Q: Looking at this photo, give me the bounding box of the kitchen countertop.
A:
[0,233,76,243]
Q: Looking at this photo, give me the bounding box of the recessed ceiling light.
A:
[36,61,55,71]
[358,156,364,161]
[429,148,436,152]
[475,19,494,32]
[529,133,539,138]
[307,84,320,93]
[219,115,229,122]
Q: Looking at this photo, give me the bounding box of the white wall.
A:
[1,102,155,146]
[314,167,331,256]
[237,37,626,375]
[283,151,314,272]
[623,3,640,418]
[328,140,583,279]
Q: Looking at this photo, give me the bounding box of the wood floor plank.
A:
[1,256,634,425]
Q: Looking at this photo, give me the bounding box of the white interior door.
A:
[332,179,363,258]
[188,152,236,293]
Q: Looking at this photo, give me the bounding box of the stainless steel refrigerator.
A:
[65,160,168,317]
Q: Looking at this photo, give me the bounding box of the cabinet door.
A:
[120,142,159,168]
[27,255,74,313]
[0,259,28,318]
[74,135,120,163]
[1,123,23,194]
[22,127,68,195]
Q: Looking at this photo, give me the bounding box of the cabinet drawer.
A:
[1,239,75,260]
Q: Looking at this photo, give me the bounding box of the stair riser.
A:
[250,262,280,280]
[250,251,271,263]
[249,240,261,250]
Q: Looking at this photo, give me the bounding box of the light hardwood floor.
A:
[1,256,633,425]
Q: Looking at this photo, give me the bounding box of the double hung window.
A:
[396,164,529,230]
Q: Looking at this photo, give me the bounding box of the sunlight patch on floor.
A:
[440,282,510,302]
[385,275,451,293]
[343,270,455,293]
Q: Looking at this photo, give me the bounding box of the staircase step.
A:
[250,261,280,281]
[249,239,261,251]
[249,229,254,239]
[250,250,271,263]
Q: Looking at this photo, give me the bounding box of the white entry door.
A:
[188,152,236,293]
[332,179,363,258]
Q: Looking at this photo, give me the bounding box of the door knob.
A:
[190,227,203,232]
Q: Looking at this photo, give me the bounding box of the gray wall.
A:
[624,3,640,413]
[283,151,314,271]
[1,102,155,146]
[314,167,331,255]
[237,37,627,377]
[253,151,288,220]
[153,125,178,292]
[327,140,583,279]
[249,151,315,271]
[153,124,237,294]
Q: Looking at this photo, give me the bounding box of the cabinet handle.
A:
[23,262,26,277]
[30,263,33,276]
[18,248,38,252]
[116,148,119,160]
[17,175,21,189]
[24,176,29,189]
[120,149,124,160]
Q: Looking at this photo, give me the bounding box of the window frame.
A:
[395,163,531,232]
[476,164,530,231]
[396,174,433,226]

→ **WHAT YOU WILL DO**
Each line from the one with "the window frame." through the end of the entries above is to be returned word for word. Nothing else belongs in the answer.

→ **REPLY TO THE TASK**
Q: Looking at this photo, give me the bounding box of the window frame.
A:
[395,163,531,232]
[476,164,530,231]
[396,174,433,226]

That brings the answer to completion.